● QUÉ HACER: Presenta como una lista JSON de cadenas, con una cadena por línea y sin las líneas en blanco, la parte de los datos de más abajo que empieza en la línea que contiene "Rules: pick out each instance of the white fur" y termina en la que contiene "[[196, 152]]", ambas incluidas.

● DATOS PROPORCIONADOS:
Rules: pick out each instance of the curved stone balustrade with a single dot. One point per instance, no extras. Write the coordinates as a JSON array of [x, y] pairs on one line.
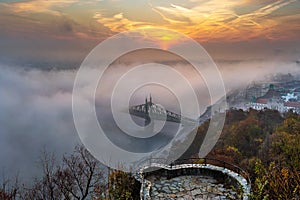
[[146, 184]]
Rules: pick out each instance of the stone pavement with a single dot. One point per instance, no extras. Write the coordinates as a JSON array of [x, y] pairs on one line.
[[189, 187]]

...

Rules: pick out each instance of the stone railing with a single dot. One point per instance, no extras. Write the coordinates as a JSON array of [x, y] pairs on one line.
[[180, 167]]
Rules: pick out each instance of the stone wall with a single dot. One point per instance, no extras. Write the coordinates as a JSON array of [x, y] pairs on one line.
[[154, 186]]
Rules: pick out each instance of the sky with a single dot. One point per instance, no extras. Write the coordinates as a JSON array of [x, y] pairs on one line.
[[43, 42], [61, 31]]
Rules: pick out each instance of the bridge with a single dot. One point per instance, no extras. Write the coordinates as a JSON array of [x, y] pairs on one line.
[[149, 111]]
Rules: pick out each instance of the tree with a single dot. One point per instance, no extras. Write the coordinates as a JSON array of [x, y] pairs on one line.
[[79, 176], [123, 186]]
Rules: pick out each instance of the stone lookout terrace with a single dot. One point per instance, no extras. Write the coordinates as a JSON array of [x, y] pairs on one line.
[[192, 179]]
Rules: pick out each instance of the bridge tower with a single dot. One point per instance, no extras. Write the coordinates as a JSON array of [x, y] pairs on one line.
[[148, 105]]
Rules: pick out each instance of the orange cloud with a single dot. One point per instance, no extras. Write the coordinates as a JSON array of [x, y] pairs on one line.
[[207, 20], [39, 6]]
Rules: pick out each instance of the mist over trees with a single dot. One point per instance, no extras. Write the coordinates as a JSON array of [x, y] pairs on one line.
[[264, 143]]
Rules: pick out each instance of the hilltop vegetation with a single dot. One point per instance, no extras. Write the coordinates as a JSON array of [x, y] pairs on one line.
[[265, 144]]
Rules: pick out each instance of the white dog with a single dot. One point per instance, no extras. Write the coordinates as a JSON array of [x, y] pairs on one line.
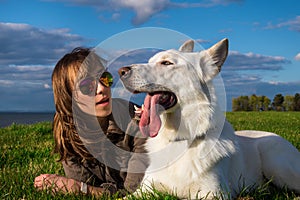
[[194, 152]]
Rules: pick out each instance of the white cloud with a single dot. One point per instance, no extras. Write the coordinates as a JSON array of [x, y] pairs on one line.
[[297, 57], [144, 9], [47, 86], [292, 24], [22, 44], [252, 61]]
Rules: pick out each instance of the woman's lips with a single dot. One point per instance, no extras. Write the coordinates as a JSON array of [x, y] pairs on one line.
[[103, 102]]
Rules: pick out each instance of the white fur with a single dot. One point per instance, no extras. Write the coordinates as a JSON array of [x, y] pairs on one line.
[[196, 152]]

● SOLUCIÓN:
[
  "Rules: pick out each instance of the white fur with a single dot. One point per instance, no extras. Write the coordinates as a JSON array of [x, y] pairs on one line.",
  "[[196, 152]]"
]